--- BEGIN Text segment ---

Everyone to their own trauma.* Because I can’t deny this experience is traumatic to us all. And we can’t even begin to imagine the trauma of those who put their lives on the line for us every day (see John Krasinski’s latest Some Good News video). Please spend a minute or two and think of them before you read on.
To help with a school assignment (again), over the weekend, I have reread Fateless (Sorstalanság) by Imre Kertész. This is the story of Gyurka, a 14-year-old Jewish boy from Budapest, who is taken to concentration camp in early 1944, and liberated in early 1945. A heart-wrenching and haunting read, the story is told from Gyurka’s perspective, in a very factual manner, keeping emotions to the minimum.
Disclaimer: I do not recommend this book as quarantine reading. (It’s one of the best books out there, and it earned its author the Nobel prize.)

--- END Text segment ---
--- BEGIN Entries supplied ---

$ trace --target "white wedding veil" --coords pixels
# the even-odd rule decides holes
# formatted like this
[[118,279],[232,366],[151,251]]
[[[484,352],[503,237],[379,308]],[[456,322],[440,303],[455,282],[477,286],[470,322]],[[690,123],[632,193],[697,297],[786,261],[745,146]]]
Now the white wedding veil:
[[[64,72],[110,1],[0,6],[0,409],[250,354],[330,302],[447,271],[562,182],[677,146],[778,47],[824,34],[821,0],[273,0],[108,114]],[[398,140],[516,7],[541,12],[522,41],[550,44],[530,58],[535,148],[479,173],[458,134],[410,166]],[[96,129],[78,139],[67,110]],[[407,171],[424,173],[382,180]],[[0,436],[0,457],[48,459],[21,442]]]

--- END Entries supplied ---

*Instructions for the task*: Resume the blog post about rereading Fateless during quarantine, starting right after its last sentence.

*Answer to the task*:
At the end of the book, when Gyurka gets home, people keep asking him how he endured all the terrible things he’d been through. But he didn’t experience them as terrible: things got bad gradually, one step at a time: the next day was only slightly worse than the previous one. That is something a human being can cope with without noticing much. To an extent, at least.**
Far be it from me to compare this Corona crisis with the Jews’ predicament in the 1940s. At the same time, I can’t help but make comparisons: this is the trauma that runs in my veins,*** and my mind is tirelessly trying to make sense of what is happening, trying to connect it to everything that was before.
And there are some similarities: from the 1920s, Jews in Hungary had been gradually losing their liberties. They couldn’t go to the school they wanted, couldn’t run the business they wanted, had to wear a yellow star, couldn’t go to a lot of shops and public places, couldn’t sit just anywhere on public transit. Most people are law-abiding. With very few exceptions, the Jews did what they were told, even in the camps.
Now it’s happening to every one of us: because of the Corona, some of our liberties are taken away. We gave them up voluntarily, in fact. What you need to understand is that – people with my kind of trauma are actually afraid it won’t stop here. For what it’s worth, it may be all in our heads. But if we’re not wrong, we’ll need to work to get our freedom back once Corona leaves the building. I wrote about this the other day.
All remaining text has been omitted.